»»
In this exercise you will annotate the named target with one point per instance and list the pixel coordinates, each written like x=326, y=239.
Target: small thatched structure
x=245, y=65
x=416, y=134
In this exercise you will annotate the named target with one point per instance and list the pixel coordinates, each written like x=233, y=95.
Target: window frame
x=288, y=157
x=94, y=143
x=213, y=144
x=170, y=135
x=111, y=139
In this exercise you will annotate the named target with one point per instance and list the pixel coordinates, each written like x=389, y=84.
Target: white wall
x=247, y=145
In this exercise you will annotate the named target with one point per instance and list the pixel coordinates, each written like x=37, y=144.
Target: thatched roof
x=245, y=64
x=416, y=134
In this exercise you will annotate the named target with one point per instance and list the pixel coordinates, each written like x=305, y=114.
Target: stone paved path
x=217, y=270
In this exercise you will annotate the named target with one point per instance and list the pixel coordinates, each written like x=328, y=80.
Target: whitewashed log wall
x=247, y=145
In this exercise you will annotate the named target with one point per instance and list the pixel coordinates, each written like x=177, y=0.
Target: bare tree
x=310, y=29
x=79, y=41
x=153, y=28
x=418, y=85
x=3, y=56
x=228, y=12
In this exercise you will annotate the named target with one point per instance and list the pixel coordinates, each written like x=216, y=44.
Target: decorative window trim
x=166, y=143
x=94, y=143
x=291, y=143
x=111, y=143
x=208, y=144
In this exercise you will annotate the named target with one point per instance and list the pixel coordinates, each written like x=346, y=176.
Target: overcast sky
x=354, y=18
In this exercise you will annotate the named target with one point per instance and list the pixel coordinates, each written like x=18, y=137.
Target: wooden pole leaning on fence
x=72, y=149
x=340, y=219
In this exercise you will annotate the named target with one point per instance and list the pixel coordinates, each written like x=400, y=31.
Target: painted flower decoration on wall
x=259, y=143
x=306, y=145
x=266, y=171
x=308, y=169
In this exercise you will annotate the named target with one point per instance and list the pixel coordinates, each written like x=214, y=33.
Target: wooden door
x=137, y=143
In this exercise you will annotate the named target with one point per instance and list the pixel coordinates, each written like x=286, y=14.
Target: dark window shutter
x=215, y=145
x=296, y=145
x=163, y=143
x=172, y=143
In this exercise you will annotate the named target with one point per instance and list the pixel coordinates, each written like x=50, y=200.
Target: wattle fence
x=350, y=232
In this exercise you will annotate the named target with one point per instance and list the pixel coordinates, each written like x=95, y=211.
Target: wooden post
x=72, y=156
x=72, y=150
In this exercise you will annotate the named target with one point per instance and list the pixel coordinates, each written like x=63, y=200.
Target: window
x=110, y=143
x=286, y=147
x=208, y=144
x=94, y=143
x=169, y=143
««
»»
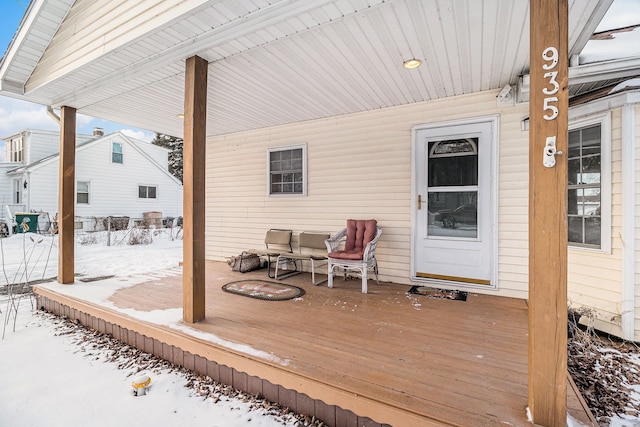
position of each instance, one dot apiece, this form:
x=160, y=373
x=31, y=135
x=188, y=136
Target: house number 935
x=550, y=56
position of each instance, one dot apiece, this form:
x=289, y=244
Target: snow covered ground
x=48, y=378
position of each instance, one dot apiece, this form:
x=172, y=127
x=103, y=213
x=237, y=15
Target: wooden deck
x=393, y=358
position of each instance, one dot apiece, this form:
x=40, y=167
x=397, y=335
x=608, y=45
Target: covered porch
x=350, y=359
««
- **Required work**
From the records above, keep only the lines that contain the string "fence", matching case exactly, and copy each one.

- **Task response**
Target: wooden pole leaning on fence
Target: wattle fence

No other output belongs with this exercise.